Your task is to print all of the material verbatim.

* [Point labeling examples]

══════════════════════════════

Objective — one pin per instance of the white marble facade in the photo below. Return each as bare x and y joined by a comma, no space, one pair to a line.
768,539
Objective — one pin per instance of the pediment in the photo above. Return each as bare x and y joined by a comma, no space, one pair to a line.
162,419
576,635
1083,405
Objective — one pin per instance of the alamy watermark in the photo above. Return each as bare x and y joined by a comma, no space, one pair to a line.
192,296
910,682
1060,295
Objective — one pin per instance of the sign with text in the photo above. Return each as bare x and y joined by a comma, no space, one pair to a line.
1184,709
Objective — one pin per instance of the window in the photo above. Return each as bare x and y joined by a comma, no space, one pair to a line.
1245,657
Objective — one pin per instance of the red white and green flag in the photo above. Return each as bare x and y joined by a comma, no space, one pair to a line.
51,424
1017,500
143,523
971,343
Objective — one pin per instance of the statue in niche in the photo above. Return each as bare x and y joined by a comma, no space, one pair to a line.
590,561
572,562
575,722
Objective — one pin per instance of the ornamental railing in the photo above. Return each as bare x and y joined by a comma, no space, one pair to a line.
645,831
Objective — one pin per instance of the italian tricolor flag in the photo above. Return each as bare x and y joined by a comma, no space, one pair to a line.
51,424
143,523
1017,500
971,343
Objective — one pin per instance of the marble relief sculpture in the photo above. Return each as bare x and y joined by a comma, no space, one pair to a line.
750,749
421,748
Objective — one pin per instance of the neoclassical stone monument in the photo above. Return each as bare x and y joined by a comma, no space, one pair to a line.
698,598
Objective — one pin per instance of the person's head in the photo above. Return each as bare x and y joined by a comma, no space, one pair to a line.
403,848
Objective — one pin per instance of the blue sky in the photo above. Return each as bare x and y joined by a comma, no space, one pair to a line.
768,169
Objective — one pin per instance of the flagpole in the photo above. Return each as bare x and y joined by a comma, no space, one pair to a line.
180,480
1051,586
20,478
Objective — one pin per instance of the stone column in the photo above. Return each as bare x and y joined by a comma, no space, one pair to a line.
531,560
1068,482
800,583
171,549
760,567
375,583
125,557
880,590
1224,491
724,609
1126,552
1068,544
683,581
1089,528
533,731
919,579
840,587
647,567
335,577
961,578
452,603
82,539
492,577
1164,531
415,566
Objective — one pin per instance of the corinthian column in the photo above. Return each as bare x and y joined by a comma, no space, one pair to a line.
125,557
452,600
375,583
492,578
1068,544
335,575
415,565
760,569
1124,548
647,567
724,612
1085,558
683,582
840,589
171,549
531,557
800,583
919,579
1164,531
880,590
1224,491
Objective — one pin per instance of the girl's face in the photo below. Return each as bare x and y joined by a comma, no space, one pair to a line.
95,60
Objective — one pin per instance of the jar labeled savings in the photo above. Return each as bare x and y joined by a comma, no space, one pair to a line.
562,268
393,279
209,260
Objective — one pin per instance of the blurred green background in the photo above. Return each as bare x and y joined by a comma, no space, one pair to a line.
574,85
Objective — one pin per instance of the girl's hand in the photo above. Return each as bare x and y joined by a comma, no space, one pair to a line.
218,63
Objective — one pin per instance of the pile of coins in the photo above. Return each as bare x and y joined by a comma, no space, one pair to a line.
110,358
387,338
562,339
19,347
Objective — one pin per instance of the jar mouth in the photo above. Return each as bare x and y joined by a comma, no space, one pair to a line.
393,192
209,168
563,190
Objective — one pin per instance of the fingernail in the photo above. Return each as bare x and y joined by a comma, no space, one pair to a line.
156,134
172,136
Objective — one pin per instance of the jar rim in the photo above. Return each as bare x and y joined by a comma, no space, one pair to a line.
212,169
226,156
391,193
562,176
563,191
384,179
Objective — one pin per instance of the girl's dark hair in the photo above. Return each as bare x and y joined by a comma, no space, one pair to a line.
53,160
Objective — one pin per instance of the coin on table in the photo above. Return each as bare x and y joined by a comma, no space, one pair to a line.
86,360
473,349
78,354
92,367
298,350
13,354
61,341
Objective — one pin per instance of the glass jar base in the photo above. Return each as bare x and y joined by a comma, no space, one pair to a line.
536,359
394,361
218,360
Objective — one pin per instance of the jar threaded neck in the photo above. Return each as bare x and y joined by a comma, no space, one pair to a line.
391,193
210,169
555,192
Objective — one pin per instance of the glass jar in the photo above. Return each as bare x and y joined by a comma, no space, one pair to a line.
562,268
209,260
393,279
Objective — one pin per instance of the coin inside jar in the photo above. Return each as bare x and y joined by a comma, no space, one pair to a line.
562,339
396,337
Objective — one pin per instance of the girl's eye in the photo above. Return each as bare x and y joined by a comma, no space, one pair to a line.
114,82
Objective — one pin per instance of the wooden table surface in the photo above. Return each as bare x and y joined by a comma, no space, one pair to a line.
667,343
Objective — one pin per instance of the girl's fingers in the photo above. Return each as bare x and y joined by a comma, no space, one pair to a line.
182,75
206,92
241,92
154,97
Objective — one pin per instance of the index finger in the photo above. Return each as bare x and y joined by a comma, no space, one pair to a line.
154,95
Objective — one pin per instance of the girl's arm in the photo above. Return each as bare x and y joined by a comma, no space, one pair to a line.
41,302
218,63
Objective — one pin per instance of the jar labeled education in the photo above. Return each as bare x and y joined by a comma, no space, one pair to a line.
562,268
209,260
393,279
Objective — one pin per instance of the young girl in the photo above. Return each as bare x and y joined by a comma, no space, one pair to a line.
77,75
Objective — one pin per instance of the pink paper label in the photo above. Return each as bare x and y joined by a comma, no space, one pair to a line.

══════════════════════════════

* [Result below]
Objective — one pin per instance of the white marble facade in the photo below. Return each as bare x and y joined by a comma, no space, one pair to a line.
768,539
Objective — one pin per instance of the pediment in the photo above. Return each as bare x and y joined by a comma, no space, one pair to a line.
162,419
576,635
1083,405
Objective — one pin per instance of the alamy watermark in the photo above. Return each as bare x and y joined by a comma, no space, one pair to a line.
192,296
910,682
1060,295
Objective — one pin per instance of the sign with text in the photo above. Return each as bare x and y joined by a comma, no space, one pair to a line.
1184,709
Objective — one pin per instance of the window in the photo above. Return each as bare x and y joined by a comma, no space, one pair to a line.
1245,657
Objective — one pin per instance of the red white and green flag in the photo above. Return each as bare x and y joined by a comma, no space, one pair to a line.
51,424
1017,500
143,523
971,343
Objective — one pin per instance of the statue in niche in the photo above. Return each as bare x and y joined by a comma, no space, one pair to a line.
590,561
572,562
575,722
Objective — one pin per instance of the ornamental railing in the photo above. Return each as bare x and y joined by a comma, no space, one pair to a line.
645,831
Objective — one pin per instance of the italian tricolor flag in the photo above. Return each as bare x and y joined by a comma, no space, one pair to a line.
51,424
143,523
1017,500
971,343
Objective — one pin per instance of the marble relief sculpture in the photo above. Return each as bare x and y joined by a comma, no space, one pair to a line.
750,749
421,748
Objective — one pin per instance of the neoclassical stone monument in the photo above. Return each as bare x and y joined by a comma, no space, one pair to a line.
698,598
Objective — one pin per instance of the person's head in the photo above. Return each as bare x and y joined by a comma, no space, one pair to a line.
403,848
Objective — one pin per instance of the blue sky in the photo above. Return each as bare x and y joined by a comma, no space, one pair to a line.
768,169
Objective — one pin per instance of the flagpole in the photo above. Return each as bare x and y joined by a comma, no space, one pair to a line.
180,480
1051,586
20,478
Objective — one pin per instance of the stone column in the photo above. Return each as bare x and y joined by a comma, no space, one pair to a line.
531,560
1068,482
800,583
171,549
760,567
375,583
125,557
880,590
1224,491
724,609
1126,552
1068,544
683,581
1089,528
533,731
919,579
840,587
647,567
335,577
961,578
452,603
82,539
492,577
1164,531
415,566
Objective — one pin per instance of the corinthian column in the photo above. Return each as bare x and y joined by a comma, no space, one pair to a line.
125,557
452,600
375,583
492,578
1068,544
335,575
415,565
760,569
1124,548
647,567
724,612
1085,558
683,582
840,589
171,549
531,557
800,583
919,579
1164,531
880,590
1224,491
Objective — one pin per instance of the girl's face in the photo below. Return each as bare x and y joined by a comma, no space, one pair to a line.
95,60
Objective — one pin per instance of the jar labeled savings in the photo above. Return each as bare x and y joined by a comma, no space, one pair to a line.
562,268
393,279
209,260
Objective — one pin per instance of the blurred green background in the photo above. Return each as bare x and y joined by a comma, no space, one pair to a line.
574,85
Objective — one pin per instance of the girl's hand in the photo above. Return each as bare x and y joined by a comma, no space, one pair to a line.
218,63
Objective — one pin per instance of the pile of coins in the photo above. Return each as bare x and y joined by a comma, no space, one pair to a line.
110,358
387,338
562,339
19,347
Objective — one pin per instance of the jar mouth in the photo above. Return each as bare x and y joined by a comma, no space, one pair to a line.
393,192
209,168
563,190
Objective — one pin per instance of the fingernail in the photo above. Return each as bare x and y joined by a comma, no space, one pair to a line.
156,134
172,136
Objective — one pin per instance of the jar rim in the photo above. Return each as bare x and y joined by a comma, no space, one pair to a line.
212,169
226,156
391,193
562,176
563,191
384,179
Objective — one pin per instance of the girl's dark hair in the photo above. Return each as bare x and y joined by a comma, no space, one pair to a line.
53,160
Objective — one pin per instance of the coin on table in the photo above. Return each as bare x and y joined by a comma, no space, one pair to a line.
86,360
473,349
78,354
92,367
298,350
13,354
61,341
Objective — one pin per instance of the glass jar base in the photo above. Return each as bare x and y joined by a comma, no space, one pair to a line.
536,359
394,361
218,360
Objective — one pin per instance of the jar threaded neck in the photo above. Return each as bare x and y joined by a comma, no space, one pair to a line.
391,193
210,169
555,192
Objective — one pin per instance of the glass jar in the photo above. Return each as bare x and y joined by a comma, no space, one pair to a line.
562,268
209,260
393,279
Objective — one pin per instance of the coin inside jar in the photo above. Return each as bare x and y joined by a comma, no space, one pair to a line.
562,339
396,337
Objective — one pin per instance of the girl's eye in the photo above. Return each as bare x and y joined by a comma, no space, one pair to a line.
114,82
Objective — one pin per instance of the wooden table surface in the photo above. Return each as bare x and y joined by a comma, no space, one pair to a line.
667,343
Objective — one pin per instance of the girl's fingers in the photo above. Return each as bare x and y joined by a comma, no space, one pair to a line.
182,75
206,92
241,92
154,97
Objective — one pin per instance of the index finger in the photo above. Return each as bare x and y joined by a comma, no space, one pair to a line.
154,95
Objective — one pin per instance of the girl's arm in the photo above. Return each as bare x and y joined by a comma, no space, one pair to a line.
41,302
218,63
Objective — one pin per instance of the jar labeled education in the photo above. Return each as bare x and y joined by a comma, no space, one pair to a line.
562,268
209,260
393,279
Objective — one pin per instance of the young girl in the photo above. Return each as bare x and y joined by a comma, no space, one pair to a line.
77,75
Objective — one pin per instance of the pink paper label in the photo above. Return each as bare x and y joined by a comma, no space, one pair to a line.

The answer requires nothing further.